* Begin *

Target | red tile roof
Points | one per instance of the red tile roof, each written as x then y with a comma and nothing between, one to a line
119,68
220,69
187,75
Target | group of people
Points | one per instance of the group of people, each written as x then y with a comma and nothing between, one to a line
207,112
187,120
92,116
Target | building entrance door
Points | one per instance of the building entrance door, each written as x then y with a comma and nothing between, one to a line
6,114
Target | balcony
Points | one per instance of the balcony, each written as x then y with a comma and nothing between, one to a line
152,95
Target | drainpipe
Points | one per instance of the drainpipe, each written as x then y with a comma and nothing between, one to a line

* End *
* Begin *

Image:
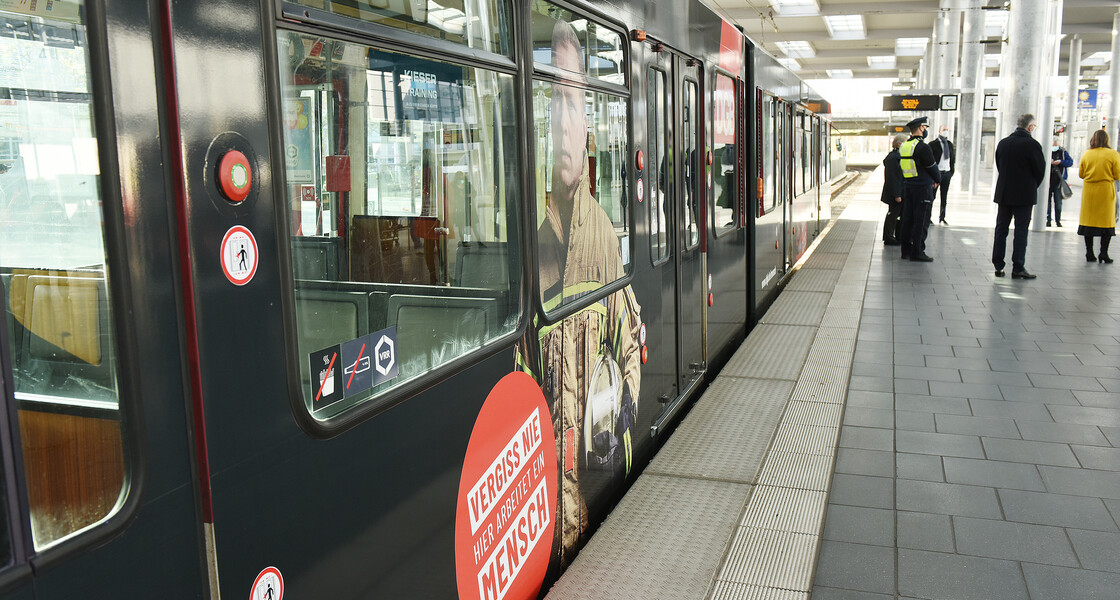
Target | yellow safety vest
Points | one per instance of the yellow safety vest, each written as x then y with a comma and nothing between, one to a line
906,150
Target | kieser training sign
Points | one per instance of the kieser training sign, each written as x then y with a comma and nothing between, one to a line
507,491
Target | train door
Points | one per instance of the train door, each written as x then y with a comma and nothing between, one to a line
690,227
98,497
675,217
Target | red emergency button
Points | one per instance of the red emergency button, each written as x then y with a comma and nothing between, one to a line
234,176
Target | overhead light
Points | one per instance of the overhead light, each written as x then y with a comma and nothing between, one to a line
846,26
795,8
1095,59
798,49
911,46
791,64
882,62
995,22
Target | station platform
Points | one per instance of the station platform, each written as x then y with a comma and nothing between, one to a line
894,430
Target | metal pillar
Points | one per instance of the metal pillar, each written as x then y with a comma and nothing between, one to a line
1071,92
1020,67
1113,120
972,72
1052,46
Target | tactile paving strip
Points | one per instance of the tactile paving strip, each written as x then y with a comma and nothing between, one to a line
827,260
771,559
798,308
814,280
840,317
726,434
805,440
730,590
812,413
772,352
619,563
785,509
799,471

* End *

● **Stated task**
Reproduce verbatim the stretch of the rows above from the line containing "Target | drainpipe" through the line containing "Points | one per instance of the drainpipe, each", including both of those lines.

● **The reply**
Target | drainpipe
Points | one per instance of the drainpipe, each written as x then y with a comma and nothing between, one to a line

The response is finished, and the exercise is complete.